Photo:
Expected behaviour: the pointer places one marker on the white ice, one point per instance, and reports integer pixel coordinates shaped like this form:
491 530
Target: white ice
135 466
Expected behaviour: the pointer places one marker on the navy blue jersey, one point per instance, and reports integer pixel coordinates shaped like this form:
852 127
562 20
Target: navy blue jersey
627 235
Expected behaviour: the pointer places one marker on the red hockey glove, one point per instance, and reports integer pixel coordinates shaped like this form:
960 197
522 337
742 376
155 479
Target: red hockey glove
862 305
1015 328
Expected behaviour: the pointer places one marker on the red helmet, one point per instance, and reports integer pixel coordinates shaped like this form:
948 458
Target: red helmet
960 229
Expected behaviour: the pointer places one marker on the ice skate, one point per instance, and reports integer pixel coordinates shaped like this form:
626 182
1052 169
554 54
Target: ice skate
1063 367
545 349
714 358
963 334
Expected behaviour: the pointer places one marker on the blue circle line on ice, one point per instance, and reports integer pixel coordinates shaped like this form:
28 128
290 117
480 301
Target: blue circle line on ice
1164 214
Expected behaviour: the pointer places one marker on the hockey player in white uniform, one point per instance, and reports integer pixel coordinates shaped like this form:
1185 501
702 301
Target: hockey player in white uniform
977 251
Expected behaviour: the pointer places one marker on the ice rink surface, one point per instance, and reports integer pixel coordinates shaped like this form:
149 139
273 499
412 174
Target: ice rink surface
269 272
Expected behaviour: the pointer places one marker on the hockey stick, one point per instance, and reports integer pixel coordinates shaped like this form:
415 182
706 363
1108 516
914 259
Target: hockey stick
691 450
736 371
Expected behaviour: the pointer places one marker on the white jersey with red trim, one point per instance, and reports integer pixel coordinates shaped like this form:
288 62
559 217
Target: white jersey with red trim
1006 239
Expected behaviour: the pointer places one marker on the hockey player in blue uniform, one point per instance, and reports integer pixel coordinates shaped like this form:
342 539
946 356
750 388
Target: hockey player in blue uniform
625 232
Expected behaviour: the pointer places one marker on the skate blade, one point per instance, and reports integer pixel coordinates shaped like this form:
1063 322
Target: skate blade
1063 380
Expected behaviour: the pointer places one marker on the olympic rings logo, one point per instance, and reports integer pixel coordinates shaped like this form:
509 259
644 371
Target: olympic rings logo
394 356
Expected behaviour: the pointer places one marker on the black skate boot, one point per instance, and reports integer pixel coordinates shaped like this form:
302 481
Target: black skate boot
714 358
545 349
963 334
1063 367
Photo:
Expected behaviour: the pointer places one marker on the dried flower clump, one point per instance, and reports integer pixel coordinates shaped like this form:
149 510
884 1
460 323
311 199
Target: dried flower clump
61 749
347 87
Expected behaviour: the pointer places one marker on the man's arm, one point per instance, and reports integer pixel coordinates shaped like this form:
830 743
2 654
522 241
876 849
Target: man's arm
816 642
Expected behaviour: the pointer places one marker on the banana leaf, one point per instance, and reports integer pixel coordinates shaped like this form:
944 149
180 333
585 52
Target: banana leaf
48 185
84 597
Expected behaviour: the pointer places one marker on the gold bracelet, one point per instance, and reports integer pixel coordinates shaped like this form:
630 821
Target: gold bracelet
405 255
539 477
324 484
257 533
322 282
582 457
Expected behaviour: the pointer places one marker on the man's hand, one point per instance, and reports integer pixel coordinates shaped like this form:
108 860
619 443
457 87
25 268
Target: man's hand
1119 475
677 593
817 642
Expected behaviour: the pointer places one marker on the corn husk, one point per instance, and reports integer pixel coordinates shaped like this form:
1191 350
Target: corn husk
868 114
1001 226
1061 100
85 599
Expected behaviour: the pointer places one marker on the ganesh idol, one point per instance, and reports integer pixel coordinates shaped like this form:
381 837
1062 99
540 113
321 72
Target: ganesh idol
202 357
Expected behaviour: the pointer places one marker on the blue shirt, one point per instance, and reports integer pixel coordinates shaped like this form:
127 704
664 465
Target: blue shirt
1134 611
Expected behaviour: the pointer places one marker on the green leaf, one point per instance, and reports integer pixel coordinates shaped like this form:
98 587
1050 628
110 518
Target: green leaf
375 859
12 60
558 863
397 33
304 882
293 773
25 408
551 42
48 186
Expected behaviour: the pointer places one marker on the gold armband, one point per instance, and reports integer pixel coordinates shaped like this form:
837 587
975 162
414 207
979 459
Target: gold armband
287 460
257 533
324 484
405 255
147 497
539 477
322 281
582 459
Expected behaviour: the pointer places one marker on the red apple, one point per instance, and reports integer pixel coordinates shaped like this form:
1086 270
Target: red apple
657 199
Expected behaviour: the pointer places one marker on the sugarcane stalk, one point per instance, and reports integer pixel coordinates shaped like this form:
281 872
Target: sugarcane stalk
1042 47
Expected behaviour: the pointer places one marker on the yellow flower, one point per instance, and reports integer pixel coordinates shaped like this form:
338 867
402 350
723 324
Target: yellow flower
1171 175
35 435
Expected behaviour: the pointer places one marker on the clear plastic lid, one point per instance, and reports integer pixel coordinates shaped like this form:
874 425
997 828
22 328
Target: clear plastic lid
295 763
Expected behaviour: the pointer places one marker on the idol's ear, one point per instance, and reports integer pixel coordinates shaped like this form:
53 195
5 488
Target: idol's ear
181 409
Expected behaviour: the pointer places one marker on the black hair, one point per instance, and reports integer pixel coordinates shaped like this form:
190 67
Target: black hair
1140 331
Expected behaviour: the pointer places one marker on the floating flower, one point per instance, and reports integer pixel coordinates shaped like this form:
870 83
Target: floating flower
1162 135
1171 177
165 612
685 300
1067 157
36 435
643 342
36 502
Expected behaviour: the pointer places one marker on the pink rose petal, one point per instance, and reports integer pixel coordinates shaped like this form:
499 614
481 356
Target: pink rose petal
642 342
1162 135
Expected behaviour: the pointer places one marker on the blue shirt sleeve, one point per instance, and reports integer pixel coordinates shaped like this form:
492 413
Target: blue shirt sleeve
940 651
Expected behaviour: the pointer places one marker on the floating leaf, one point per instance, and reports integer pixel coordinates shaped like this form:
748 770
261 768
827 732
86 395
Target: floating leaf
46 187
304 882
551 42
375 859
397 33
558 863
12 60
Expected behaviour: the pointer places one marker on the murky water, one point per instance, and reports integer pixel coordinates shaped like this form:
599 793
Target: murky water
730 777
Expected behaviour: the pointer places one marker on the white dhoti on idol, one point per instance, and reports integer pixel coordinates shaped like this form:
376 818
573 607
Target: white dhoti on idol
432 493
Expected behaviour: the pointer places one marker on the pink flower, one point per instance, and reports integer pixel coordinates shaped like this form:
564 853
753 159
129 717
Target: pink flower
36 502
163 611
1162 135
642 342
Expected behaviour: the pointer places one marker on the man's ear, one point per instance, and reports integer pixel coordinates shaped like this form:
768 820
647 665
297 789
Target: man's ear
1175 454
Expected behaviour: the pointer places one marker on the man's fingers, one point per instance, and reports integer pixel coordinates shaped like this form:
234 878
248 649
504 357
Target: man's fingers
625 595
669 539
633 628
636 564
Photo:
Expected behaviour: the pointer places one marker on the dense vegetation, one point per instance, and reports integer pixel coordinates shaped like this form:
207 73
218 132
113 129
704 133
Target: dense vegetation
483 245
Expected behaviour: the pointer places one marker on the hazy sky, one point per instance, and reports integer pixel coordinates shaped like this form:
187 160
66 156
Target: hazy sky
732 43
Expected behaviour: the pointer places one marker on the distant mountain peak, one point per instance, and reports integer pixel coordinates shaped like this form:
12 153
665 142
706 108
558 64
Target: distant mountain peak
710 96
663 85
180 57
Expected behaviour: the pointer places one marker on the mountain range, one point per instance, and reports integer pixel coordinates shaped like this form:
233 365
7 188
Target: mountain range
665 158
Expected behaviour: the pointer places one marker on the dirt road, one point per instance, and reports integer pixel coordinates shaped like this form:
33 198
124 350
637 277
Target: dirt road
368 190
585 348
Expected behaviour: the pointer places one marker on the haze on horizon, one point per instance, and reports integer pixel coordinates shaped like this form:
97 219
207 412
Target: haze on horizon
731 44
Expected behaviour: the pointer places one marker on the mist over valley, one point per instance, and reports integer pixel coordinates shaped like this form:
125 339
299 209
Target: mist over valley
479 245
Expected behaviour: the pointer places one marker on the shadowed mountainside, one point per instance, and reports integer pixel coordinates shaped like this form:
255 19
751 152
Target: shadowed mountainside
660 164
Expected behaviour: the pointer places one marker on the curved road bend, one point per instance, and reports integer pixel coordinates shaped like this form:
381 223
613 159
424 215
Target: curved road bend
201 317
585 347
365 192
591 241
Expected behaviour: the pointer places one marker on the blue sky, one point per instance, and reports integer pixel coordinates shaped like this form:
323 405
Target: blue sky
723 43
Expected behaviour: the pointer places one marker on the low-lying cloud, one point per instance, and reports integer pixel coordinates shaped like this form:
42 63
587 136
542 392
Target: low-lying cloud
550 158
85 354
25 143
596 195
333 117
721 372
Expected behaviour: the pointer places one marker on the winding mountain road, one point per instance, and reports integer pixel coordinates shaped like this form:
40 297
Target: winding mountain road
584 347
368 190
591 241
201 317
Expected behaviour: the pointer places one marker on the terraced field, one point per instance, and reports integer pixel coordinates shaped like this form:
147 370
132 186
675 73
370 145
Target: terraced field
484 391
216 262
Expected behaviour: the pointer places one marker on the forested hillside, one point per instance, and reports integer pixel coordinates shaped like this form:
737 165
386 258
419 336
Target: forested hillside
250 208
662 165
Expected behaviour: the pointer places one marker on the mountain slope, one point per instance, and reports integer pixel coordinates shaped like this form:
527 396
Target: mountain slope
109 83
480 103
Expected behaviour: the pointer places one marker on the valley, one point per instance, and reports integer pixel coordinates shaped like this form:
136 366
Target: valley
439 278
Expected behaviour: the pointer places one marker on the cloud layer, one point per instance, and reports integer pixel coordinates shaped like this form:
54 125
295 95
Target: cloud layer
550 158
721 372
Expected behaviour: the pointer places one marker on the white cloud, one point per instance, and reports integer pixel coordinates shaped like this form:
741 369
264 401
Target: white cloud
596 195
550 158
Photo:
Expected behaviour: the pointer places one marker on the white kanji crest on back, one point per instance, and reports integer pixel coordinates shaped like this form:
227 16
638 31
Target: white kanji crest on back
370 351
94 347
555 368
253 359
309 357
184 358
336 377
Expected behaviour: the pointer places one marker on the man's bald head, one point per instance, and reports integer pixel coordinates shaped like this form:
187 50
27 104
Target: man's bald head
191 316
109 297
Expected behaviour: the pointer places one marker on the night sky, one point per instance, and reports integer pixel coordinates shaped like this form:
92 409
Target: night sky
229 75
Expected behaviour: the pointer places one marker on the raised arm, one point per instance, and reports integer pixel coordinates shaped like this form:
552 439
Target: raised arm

§ WRITTEN EXERCISE:
Everything from the line containing "mountain slope, one" through the final line of the listing, inclusive, must be reproduced exactly; leave out the rest.

§ COMPLETED TASK:
Expected behaviour: the pointer places one marker on the mountain slope, one point per instance, and reports integer pixel coordinates shaped like this form:
527 396
Target: mountain slope
109 83
480 103
Expected behaviour: the pointer places one marker on the valley, one point per instance, and reports integer pixel coordinates shaped like this form:
136 366
Target: valley
439 278
Expected behaviour: the pointer places one marker on the cloud layer, one point per instance, and reports integer pixel coordinates shaped like this form:
54 125
295 95
Target: cloud layer
550 158
721 372
Expected behaviour: the pointer places one marker on the white cloud, one point per instance, and reports integer pixel coordinates shaped like this form:
741 369
264 401
Target: white cloud
596 195
550 158
Photo:
Expected behaviour: the pointer places one marker on the white kanji crest on back, one point per instance, and reports integer pixel coordinates shaped like this form:
227 16
638 31
Target: white kanji crest on back
370 351
94 347
555 368
253 359
309 357
184 358
336 377
Expected behaviour: the pointer places one marker on the man's bald head, one point per instance, and reports integer pixel coordinates shaped like this form:
187 50
27 104
Target: man's bald head
191 316
109 297
Expected behaviour: the pointer places one marker on the night sky, one point per instance, and reports integer pixel coordinates shaped like this form:
92 409
Target: night sky
229 75
Expected behaviour: the pointer places one marker on the raised arm, one point per instance, and reports integer pixel coordinates shaped like this form:
552 439
Target: raised arm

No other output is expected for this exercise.